* [PASSAGE PROVIDED]

Start of Block

Take a seat and put your headphones on as we look back at the best fashion shows that have changed the fashion show landscape forever.
While the future of fashion is still unclear, what with all the implications of Covid-19 not only in the supply chain, but also in the number of gatherings the every fashion brand is doing in just a year, we will definitely be seeing a lot of shifts in the paradigm of style. And since the present and the future is still unknown, what we can do is look to the past and rediscover the best fashion had to offer with its vast and unlimited well of creativity and inspiration.
Come right up, because this a time travel of the fashion sort, and you will most definitely want to be in on this ride. All aboard, let’s go.
John Galliano for Dior F/W ’07 Couture
Choosing the best fashion show in John Galliano’s tenure at Dior is like picking one character from Meryl Streep’s many Academy Award winning roles. But when it came to a collection that was the perfect reflection of the woman at that time, combined with the incomprehensible genius of John Galliano, it would be the house’s 70th anniversary show—The Dior F/W ’07 couture show. Opening the show was Gisele Bündchen clad in a body conscious skirt suit with the iconic Dior bar jacket. The show felt like it came straight out of the 80s hit show, Dynasty, but with a more legendary wardrobe. From the supermodel casting to the neo-classical set and hypnotic music, the show was over the top, aspirational and the very definition of classic elegance.

End of Block

* [DATASET RECORDS]
Start of Block

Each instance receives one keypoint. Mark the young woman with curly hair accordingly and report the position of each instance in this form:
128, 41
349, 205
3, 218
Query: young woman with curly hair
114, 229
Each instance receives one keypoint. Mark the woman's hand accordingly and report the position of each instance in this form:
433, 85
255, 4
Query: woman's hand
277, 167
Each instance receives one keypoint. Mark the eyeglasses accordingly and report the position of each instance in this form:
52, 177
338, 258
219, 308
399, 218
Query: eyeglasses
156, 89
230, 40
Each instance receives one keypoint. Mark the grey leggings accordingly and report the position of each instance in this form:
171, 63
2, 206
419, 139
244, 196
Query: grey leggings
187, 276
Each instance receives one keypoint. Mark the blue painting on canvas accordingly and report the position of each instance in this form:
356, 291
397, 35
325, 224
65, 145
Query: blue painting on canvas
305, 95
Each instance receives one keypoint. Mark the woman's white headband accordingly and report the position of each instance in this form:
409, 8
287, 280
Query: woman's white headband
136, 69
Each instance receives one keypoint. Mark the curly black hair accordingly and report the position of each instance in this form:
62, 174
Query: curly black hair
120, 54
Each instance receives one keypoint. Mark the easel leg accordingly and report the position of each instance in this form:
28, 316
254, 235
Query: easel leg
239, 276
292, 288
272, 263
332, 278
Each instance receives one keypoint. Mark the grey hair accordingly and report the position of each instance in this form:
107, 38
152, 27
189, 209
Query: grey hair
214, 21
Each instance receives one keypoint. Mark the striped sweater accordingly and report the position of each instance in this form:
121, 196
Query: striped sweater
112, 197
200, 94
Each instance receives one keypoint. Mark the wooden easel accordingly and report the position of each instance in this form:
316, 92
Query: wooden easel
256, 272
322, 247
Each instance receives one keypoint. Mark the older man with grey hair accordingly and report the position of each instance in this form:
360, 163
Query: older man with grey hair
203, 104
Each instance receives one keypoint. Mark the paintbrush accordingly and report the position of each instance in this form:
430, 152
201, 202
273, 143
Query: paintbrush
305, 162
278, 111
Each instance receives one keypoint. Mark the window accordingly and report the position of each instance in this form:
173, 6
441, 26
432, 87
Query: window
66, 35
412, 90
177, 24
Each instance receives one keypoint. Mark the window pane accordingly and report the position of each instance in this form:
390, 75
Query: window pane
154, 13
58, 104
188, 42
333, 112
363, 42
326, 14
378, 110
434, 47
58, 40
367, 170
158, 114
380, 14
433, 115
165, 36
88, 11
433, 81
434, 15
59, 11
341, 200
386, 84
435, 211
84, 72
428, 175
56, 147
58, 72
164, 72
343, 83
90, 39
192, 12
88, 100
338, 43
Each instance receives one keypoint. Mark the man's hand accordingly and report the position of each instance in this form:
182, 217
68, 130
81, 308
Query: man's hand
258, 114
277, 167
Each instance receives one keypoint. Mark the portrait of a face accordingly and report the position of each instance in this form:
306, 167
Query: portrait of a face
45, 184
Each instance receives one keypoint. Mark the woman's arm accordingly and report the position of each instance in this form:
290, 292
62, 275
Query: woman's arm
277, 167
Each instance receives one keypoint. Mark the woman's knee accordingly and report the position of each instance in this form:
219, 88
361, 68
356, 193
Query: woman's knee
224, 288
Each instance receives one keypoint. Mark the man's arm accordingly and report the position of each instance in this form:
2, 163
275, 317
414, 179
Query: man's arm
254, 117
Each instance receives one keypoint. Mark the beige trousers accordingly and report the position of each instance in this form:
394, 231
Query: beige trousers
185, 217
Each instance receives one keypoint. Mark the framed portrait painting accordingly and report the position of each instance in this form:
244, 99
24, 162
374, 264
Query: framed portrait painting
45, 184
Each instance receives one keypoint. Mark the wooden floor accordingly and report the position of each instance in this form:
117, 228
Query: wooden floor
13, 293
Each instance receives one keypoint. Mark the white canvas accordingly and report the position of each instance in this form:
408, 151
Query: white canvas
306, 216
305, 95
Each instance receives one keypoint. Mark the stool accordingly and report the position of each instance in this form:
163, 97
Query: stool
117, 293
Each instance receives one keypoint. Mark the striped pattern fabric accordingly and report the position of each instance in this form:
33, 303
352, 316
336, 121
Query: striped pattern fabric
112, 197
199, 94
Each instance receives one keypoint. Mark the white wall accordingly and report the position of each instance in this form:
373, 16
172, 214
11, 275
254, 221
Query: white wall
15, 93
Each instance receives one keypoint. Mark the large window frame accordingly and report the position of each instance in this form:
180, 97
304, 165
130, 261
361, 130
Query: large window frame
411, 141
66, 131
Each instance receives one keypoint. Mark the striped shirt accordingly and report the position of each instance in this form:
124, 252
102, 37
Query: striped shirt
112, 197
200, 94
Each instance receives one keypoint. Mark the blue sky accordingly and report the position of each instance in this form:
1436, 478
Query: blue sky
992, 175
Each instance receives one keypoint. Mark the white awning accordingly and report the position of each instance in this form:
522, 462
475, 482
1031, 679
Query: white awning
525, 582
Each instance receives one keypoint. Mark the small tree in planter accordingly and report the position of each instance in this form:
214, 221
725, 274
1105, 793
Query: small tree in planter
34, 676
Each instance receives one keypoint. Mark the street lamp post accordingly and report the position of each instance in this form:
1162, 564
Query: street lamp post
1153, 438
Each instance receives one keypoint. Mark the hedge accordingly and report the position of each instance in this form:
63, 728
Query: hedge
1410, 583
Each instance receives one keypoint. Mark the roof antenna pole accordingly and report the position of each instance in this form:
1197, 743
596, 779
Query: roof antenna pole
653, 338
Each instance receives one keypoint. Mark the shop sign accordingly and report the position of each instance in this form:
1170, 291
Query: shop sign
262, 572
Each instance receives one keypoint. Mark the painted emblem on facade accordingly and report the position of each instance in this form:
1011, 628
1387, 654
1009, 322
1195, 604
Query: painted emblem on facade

End of Block

* [YOUR GOAL] From the fashion show retrospective, reproduce word for word the part that begins with the words containing "John Galliano for" and ends with "of classic elegance.".

* [REPLY TO THE TASK]
John Galliano for Dior F/W ’07 Couture
Choosing the best fashion show in John Galliano’s tenure at Dior is like picking one character from Meryl Streep’s many Academy Award winning roles. But when it came to a collection that was the perfect reflection of the woman at that time, combined with the incomprehensible genius of John Galliano, it would be the house’s 70th anniversary show—The Dior F/W ’07 couture show. Opening the show was Gisele Bündchen clad in a body conscious skirt suit with the iconic Dior bar jacket. The show felt like it came straight out of the 80s hit show, Dynasty, but with a more legendary wardrobe. From the supermodel casting to the neo-classical set and hypnotic music, the show was over the top, aspirational and the very definition of classic elegance.